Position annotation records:
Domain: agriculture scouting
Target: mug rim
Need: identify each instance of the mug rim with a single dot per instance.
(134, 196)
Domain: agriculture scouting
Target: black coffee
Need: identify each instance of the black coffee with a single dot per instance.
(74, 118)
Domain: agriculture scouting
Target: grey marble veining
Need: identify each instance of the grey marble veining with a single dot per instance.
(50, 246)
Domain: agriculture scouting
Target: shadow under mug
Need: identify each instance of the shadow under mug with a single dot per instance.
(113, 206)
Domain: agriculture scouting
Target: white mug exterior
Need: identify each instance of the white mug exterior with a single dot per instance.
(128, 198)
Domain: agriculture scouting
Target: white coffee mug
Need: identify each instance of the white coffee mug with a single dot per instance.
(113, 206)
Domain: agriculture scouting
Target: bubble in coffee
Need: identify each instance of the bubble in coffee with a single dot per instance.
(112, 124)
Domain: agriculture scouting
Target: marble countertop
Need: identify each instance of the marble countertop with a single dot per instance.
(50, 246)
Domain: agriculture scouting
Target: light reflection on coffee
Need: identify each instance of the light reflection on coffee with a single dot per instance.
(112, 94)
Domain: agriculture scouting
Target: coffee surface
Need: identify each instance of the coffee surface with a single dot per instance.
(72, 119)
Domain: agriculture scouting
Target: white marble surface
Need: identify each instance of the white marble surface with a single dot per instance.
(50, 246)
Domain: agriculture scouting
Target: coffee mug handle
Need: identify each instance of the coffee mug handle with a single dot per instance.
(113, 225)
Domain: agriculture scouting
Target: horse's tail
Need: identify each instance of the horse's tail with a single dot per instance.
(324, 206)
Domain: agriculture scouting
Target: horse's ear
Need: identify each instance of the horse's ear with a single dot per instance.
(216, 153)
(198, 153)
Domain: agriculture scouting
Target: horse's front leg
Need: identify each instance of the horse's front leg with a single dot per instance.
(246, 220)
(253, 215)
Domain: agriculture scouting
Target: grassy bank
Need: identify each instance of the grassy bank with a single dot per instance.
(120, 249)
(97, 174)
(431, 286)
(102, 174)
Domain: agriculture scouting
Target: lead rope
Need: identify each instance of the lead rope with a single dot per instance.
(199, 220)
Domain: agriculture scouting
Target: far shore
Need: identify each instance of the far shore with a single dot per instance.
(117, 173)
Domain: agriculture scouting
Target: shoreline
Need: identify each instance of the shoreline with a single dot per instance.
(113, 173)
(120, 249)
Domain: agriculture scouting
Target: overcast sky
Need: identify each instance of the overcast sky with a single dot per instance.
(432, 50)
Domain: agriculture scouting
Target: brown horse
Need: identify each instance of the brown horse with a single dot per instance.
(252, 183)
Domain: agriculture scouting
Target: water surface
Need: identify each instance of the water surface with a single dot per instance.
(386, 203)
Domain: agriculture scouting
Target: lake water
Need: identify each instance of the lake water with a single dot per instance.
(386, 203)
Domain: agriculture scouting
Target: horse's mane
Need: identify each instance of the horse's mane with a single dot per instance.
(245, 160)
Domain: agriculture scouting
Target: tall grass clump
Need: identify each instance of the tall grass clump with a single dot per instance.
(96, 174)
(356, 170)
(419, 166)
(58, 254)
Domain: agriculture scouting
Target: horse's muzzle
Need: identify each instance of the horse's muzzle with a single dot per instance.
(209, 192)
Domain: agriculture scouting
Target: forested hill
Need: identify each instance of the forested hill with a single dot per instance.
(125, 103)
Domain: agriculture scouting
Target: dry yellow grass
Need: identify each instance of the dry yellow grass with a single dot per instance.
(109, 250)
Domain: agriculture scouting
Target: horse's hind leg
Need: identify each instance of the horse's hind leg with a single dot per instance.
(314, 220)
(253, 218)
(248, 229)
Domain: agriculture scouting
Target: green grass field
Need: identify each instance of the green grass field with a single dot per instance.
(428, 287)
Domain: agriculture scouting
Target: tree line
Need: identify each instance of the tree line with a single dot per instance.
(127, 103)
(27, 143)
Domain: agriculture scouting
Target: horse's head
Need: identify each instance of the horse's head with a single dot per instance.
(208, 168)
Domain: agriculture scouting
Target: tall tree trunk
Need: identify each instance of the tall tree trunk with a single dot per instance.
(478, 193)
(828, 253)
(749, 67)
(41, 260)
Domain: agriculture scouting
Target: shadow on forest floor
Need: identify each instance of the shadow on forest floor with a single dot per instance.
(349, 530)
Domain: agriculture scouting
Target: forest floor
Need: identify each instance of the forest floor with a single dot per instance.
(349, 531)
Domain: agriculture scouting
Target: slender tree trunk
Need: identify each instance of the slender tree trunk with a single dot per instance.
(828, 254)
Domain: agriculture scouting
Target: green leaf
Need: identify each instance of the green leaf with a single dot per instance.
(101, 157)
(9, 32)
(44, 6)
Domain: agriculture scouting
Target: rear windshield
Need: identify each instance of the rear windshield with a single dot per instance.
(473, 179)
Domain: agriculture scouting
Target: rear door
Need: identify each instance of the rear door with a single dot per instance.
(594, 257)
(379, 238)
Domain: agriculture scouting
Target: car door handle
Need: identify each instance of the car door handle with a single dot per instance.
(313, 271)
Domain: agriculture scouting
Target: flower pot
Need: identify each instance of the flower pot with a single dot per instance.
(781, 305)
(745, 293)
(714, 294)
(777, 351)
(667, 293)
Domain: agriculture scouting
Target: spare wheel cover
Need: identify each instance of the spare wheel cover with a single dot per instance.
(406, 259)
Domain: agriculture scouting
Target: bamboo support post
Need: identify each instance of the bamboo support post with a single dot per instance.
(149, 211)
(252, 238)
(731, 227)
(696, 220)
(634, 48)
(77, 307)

What the task requires —
Restate the records, all of them, precisely as written.

Solution for this problem —
Domain: agriculture scouting
Target: mug rim
Need: identify each instance of the mug rim with a single dot per instance.
(134, 196)
Domain: agriculture scouting
Target: black coffee
Need: identify each instance of the black coffee with a single dot per instance.
(74, 118)
Domain: agriculture scouting
Target: grey marble veining
Need: identify each instance of the grey marble veining with a single dot per instance.
(50, 246)
Domain: agriculture scouting
Target: shadow under mug
Need: identify each instance of the shadow under mug with a single dot per instance.
(113, 206)
Domain: agriculture scouting
Target: white mug exterior
Need: identify each instance of the white mug exterior with a single dot per instance.
(128, 198)
Domain: agriculture scouting
Target: white coffee mug
Need: identify each instance of the white coffee mug with a single dot per instance.
(113, 206)
Domain: agriculture scouting
Target: bubble in coffee
Need: identify each instance of the bubble in coffee with a single dot per instance.
(112, 124)
Domain: agriculture scouting
Target: marble countertop
Need: identify each instance of the marble countertop with a single dot per instance.
(50, 246)
Domain: agriculture scouting
Target: light reflection on coffee
Need: identify each instance of the light reflection on coffee with a single dot per instance.
(112, 94)
Domain: agriculture scouting
Target: coffee surface
Need: identify each instance of the coffee surface with a single dot per instance.
(72, 119)
Domain: agriculture scouting
Target: white marble surface
Need: identify each instance of the white marble surface with a single dot per instance.
(50, 246)
Domain: agriculture scouting
Target: coffee mug handle
Need: identify each instance of the coffee mug handle with a single dot per instance.
(113, 225)
Domain: agriculture scouting
Target: horse's tail
Need: identify each instance of the horse's tail with a single dot per instance.
(324, 206)
Domain: agriculture scouting
Target: horse's ear
Need: identify each instance of the horse's ear with a single dot per instance.
(216, 153)
(198, 153)
Domain: agriculture scouting
Target: horse's front leg
Need: identify each instance of the horse's front leg with a single dot per instance.
(246, 220)
(253, 215)
Domain: agriculture scouting
Target: grassy bank
Need: identify each instance of the grassy bank with a single dot per instance.
(120, 249)
(97, 174)
(431, 286)
(102, 174)
Domain: agriculture scouting
Target: lead rope
Need: identify each instance of the lead rope with a single dot per instance.
(199, 220)
Domain: agriculture scouting
Target: far shore
Need: identify each instance of the far shore with a single dot per instance.
(117, 173)
Domain: agriculture scouting
Target: shoreline
Need: identify each instance of the shoreline with a single dot per instance.
(113, 173)
(120, 249)
Domain: agriculture scouting
Target: overcast sky
Need: identify each instance of the overcast sky with a single dot per instance.
(432, 50)
Domain: agriculture scouting
Target: brown horse
Need: identify each instance of the brown horse with a single dot per instance.
(252, 183)
Domain: agriculture scouting
Target: water surface
Need: identify each instance of the water surface with a single dot per instance.
(386, 203)
Domain: agriculture scouting
Target: lake water
Need: identify each instance of the lake water with a single dot per instance.
(386, 203)
Domain: agriculture scouting
Target: horse's mane
Need: identify each instance of the horse's mane with a single dot per instance.
(245, 160)
Domain: agriculture scouting
Target: tall grass clump
Need: identify each instance of the tall grass clump with a single dot per instance.
(96, 174)
(356, 170)
(419, 166)
(58, 254)
Domain: agriculture scouting
Target: horse's muzzle
Need: identify each instance of the horse's muzzle with a single dot per instance.
(209, 192)
Domain: agriculture scouting
Target: forested hill
Need: identify each instance of the forested hill with a single dot per instance.
(125, 103)
Domain: agriculture scouting
Target: dry yellow grass
Need: identify each instance of the dry yellow grass with a single dot per instance.
(109, 250)
Domain: agriculture scouting
Target: horse's hind leg
Need: identify each instance of the horse's hind leg with a single dot per instance.
(314, 220)
(253, 218)
(248, 229)
Domain: agriculture scouting
Target: green grass field
Need: identify each instance of the green grass field with a single dot per instance.
(428, 287)
Domain: agriculture scouting
Target: tree line
Need: identify each instance of the tree line with a single dot per instance.
(127, 103)
(27, 143)
Domain: agriculture scouting
Target: horse's head
Need: identify each instance of the horse's head with a single dot per instance.
(208, 168)
Domain: agriculture scouting
Target: tall tree trunk
Need: identify each instance of the tall tree trunk with a single dot per instance.
(478, 193)
(828, 253)
(749, 67)
(41, 260)
Domain: agriculture scouting
Target: shadow on forest floor
Need: identify each instance of the shadow on forest floor with a single dot per instance.
(349, 530)
Domain: agriculture scouting
Target: forest floor
Need: identify each instance of the forest floor with a single dot per instance.
(349, 531)
Domain: agriculture scouting
Target: slender tree trunk
Need: identify each instance of the slender tree trunk with a single dot per instance.
(828, 254)
Domain: agriculture scouting
Target: green leaf
Need: identify each instance of the green leaf with a single dot per instance.
(101, 157)
(9, 32)
(44, 6)
Domain: agriculture scouting
Target: rear windshield
Need: identify each instance of the rear windshield with a single dot per instance.
(473, 179)
Domain: agriculture scouting
Target: rear door
Need: identify each instance of the rear door with a single dot per instance.
(594, 257)
(379, 238)
Domain: agriculture scouting
Target: car door handle
Need: identify each instance of the car door handle with a single dot per instance.
(313, 271)
Domain: agriculture scouting
Target: flower pot
Need: identify each instance of the flower pot with a single dot per instance.
(781, 305)
(745, 293)
(714, 294)
(777, 351)
(667, 293)
Domain: agriculture scouting
Target: spare wheel cover
Need: identify each instance of the spare wheel cover with a single dot per instance.
(406, 259)
Domain: agriculture scouting
Target: bamboo support post
Need: identify each instance of the bamboo support post with a single dot per instance.
(149, 211)
(252, 238)
(731, 227)
(696, 220)
(634, 48)
(77, 307)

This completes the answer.